## What you have to do
With no omissions, write out every record given below.

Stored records
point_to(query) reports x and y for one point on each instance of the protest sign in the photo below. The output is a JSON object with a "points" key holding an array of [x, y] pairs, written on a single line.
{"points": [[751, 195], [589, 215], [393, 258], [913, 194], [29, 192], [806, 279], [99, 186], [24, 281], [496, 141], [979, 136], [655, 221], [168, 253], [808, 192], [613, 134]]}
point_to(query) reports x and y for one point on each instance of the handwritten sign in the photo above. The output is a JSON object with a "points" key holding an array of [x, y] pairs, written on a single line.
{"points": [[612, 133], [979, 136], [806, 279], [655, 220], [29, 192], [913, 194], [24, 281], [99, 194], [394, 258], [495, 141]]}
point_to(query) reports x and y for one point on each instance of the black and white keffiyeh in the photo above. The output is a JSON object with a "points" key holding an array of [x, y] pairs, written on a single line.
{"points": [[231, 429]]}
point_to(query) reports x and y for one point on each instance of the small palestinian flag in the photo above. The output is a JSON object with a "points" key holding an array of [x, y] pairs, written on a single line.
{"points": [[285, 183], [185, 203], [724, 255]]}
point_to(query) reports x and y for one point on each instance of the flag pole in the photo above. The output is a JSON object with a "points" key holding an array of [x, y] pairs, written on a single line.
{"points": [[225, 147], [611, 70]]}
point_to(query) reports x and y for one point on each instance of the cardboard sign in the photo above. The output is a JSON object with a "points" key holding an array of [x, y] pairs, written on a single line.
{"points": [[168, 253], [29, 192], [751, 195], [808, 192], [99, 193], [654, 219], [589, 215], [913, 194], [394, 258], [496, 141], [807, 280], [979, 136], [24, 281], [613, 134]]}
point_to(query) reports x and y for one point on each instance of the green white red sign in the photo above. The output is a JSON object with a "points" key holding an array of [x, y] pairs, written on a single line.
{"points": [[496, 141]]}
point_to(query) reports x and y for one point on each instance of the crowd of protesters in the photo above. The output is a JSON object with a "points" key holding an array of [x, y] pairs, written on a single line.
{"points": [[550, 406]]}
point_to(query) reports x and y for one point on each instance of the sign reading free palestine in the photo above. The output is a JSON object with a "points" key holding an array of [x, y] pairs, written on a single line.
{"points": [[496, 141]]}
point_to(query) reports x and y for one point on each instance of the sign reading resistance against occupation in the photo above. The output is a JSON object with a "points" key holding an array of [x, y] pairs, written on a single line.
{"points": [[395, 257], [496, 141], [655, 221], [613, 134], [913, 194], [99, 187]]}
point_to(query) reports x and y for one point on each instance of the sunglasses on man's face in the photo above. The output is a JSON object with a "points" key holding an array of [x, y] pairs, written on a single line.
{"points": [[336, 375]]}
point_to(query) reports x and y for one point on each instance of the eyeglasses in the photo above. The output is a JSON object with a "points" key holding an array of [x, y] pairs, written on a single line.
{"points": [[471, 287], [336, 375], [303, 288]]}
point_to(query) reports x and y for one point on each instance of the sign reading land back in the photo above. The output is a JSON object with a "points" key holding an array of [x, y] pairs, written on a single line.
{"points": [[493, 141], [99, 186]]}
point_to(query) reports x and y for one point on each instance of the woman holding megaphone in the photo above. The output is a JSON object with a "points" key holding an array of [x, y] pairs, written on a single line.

## Completed task
point_to(query) reports x and y for one point on each instance of the protest sign in the photo below. The output is a JSON object with a "points" key holding an array of [x, y] pairs, written on a single line.
{"points": [[751, 195], [589, 215], [393, 258], [913, 194], [29, 192], [806, 279], [99, 186], [24, 281], [496, 141], [979, 136], [655, 221], [168, 253], [808, 192], [613, 134]]}
point_to(query) reports x and y for one point on each instance of the handwritten sign in the photo above. The output is a JSON object with a "points" key holding an array of [x, y] pairs, written on a single line.
{"points": [[612, 133], [979, 136], [806, 279], [655, 220], [29, 192], [913, 194], [24, 281], [99, 194], [394, 258], [495, 141]]}
point_to(query) reports x and y for one point on each instance of the black and white keffiyeh in the photo above. The output is a JSON object with a "points" key holding an array of [x, y] pairs, written on a single line.
{"points": [[231, 429]]}
point_to(query) reports x and y for one point on each instance of the small palestinian flag in the photo above. The output is a JSON object with a "points" key holding an array of [x, y] pairs, written on a single line.
{"points": [[285, 183], [185, 203], [724, 255]]}
point_to(query) reports x and y for one point on each instance of the flag pole in the photo above. The output is a JSON object with a "points" key holding an array of [x, y] pairs, written on a single line.
{"points": [[225, 147], [611, 70]]}
point_to(query) reports x and y for one point on each instance of the cardboard sign in the photo above. The output is a JSON object with a "points" key holding an array of [x, y] pairs, written on a single line.
{"points": [[168, 253], [29, 192], [751, 195], [808, 192], [99, 193], [654, 219], [589, 215], [913, 194], [394, 258], [496, 141], [807, 280], [979, 136], [24, 281], [613, 134]]}
point_to(query) reports x and y for one point on each instance of the green white red sign in the photo above. The output is a JSON object with a "points" key holding an array of [x, y] pairs, written on a single line.
{"points": [[496, 141]]}
point_to(query) reports x and y for one point on each instance of the crowd of protesters in the photo above. The output is a JSON object with a "points" key holding an array of [x, y] pairs, written on a single line.
{"points": [[550, 406]]}
point_to(query) reports x and y for one point on each instance of the sign reading free palestine in the photo above. The output is a JSON object with a "points" key holding an array of [x, y] pairs, written on a single line.
{"points": [[496, 141]]}
point_to(query) reports x and y for one point on each instance of the sign reading resistance against occupation in the photo above. The output is a JSON object with a "points" key holding an array of [x, y] pairs, written on a single line.
{"points": [[395, 257], [496, 141], [655, 221], [613, 134], [913, 194], [99, 187]]}
point_to(query) reports x and y for one point on each instance of the sunglasses on man's face in the photo above. The output is a JSON object with a "points" key holding an array of [x, y] pairs, written on a single line.
{"points": [[336, 375]]}
point_to(query) reports x and y for one point on each instance of the eyeglasses in the photo above. The output is a JSON object with a "points" key holding an array of [x, y] pairs, written on a single line.
{"points": [[471, 287], [336, 375], [303, 288]]}
point_to(query) reports x and y for one point on each instance of the sign reading land back in the photo above. The output is a JSON object with a "points" key holding an array of [x, y] pairs, written on a single line.
{"points": [[493, 141], [99, 186]]}
point_to(query) reports x and y for one point on each instance of the woman holding megaphone in the photo above. The output is a JSON object with a "points" key holding an array of [x, y] pairs, written on a single line.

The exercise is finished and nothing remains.